**Problems to work on**
1. In the court opinion, on what date were the deeds to Juan Apodaca and Atanacio Apodaca made?
2. Revise the court opinion passage starting with "The deed to Atanacio" and going on through "defendant has appealed.", putting "unclaimed land" wherever "vacant land" appears.
3. Pick up the court opinion where it stops and carry it on.

**Source extract**
┄┄┄┄┄┄

Defendant, who, as appears in evidence, was in possession of the lands' described, as part of a larger fenced tract, denied the allegations of the complaint except the allegation that he made adverse claims.

Plaintiffs claimed as the heirs of Juan Apodaca and Atanacio Apodaca, brothers, to whom, on December 22, 1890, deeds of adjoining tracts had been made by the commissioners of the Refugio civil colony grant.

*181The deed to Juan Apodaca contains this description:

“*.* * A parcel of farm land situated at La Union, N. M. of the following measurements: From north to south on the east it contains 225 yards bound by public road from east to west on the south it contains 225 yards bound by lots of the new settlement from south to north on the west it contains 350 yards bound by Atanacio Apodaca from west to east on the north it contains 238 yards bound by vacant land.”

The deed to Atanacio Apodaca contains this description:

“* * * A parcel of farm land situated at La Union, N. M. of the following measurements: From north to south on the east contains 350 yards bounded by Juan Apodaca from east to west on the south 250 yards bound by vacant land from south to north on the west 350 yards bound by vacant land from west to east north it contains 200 yards bound by vacant land.”

From a judgment quieting plaintiff’s title, under the description contained in the complaint, defendant has appealed.

┄┄┄┄┄┄

**Provided material**
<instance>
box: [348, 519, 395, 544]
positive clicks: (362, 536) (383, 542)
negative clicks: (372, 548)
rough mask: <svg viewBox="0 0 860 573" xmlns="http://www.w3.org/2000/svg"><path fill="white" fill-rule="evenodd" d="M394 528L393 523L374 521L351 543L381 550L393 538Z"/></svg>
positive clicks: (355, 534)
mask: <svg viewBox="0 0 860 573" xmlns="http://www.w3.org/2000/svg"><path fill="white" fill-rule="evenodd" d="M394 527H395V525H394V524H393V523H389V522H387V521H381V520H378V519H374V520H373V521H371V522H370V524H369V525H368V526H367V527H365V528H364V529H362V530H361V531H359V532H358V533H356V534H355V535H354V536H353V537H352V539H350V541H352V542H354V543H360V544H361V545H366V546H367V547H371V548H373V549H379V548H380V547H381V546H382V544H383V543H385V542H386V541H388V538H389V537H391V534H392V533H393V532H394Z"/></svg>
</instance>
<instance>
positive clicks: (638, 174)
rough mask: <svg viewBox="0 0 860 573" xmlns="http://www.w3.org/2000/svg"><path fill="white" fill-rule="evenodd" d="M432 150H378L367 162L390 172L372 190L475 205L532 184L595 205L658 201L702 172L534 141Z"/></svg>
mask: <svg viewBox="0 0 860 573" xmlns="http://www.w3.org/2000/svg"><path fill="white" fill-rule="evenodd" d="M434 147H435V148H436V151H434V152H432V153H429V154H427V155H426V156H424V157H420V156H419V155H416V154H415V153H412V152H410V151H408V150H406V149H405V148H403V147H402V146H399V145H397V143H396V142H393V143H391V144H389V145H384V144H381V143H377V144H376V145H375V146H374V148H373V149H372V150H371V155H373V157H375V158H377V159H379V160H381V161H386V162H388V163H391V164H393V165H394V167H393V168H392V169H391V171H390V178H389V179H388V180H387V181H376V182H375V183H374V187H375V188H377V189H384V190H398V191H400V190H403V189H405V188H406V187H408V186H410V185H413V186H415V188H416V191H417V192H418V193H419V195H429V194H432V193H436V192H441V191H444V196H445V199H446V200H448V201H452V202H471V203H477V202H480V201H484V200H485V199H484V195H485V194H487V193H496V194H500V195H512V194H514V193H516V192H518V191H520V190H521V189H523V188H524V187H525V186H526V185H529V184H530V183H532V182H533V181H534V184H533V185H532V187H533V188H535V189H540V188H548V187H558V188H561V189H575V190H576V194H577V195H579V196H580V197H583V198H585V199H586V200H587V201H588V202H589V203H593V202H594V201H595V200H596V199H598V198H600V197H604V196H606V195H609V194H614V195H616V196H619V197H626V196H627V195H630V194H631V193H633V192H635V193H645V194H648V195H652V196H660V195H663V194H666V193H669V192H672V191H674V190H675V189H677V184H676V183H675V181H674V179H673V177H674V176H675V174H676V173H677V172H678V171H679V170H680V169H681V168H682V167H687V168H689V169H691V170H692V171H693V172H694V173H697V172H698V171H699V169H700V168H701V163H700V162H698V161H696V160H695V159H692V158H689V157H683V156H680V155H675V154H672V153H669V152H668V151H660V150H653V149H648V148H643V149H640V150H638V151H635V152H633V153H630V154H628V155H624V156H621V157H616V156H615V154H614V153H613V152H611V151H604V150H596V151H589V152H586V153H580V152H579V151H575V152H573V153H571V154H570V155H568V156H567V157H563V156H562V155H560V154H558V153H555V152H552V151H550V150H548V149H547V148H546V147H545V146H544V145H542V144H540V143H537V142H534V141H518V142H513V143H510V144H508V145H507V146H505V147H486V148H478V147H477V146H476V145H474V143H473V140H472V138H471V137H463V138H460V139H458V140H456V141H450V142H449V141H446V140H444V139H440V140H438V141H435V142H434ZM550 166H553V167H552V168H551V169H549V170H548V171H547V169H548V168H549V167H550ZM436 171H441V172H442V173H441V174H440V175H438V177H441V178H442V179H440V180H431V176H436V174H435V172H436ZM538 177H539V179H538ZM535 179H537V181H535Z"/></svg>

┄┄┄┄┄┄

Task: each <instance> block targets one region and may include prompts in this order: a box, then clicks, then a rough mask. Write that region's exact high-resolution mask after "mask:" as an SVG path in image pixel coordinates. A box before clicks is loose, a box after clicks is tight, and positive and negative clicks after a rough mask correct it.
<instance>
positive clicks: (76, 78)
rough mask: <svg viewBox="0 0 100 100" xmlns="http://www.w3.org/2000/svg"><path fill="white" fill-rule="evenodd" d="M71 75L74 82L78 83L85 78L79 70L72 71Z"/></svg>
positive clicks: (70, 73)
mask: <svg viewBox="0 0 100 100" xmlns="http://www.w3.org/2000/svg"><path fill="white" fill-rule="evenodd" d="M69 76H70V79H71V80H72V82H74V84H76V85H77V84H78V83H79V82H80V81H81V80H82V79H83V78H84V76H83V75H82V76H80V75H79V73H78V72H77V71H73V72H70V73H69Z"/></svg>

┄┄┄┄┄┄

**Answers for the exercise**
1. December 22, 1890.

2.
The deed to Atanacio Apodaca contains this description:

“* * * A parcel of farm land situated at La Union, N. M. of the following measurements: From north to south on the east contains 350 yards bounded by Juan Apodaca from east to west on the south 250 yards bound by unclaimed land from south to north on the west 350 yards bound by unclaimed land from west to east north it contains 200 yards bound by unclaimed land.”

From a judgment quieting plaintiff’s title, under the description contained in the complaint, defendant has appealed.

3.
It is urged that the deeds were not admissible in evidence because void for uncertainty of description. In an early case the territorial Supreme Court laid down the general rule for testing the sufficiency of description in a conveyance. It was held that, while “the thing conveyed must be so described as to be capable of identification,” if the deed “affords sufficient means of ascertaining and identifying the land intended to be conveyed” it will be sufficient, though identification requires “the aid of extrinsic evidence.” Armijo, v. N. M. Town Co., 3 Gild. (N. M.) 427, 5 P. 709, 712. This rule has been followed in recent cases. State v. Board of Trustees of Las Vegas, 32 N. M. 182, 253 P. 22; Garcia v. Pineda, 33 N. M. 651, 275 P. 370. See, also, Bank v. Elgin, 29 N. M. 595, 225 P. 582.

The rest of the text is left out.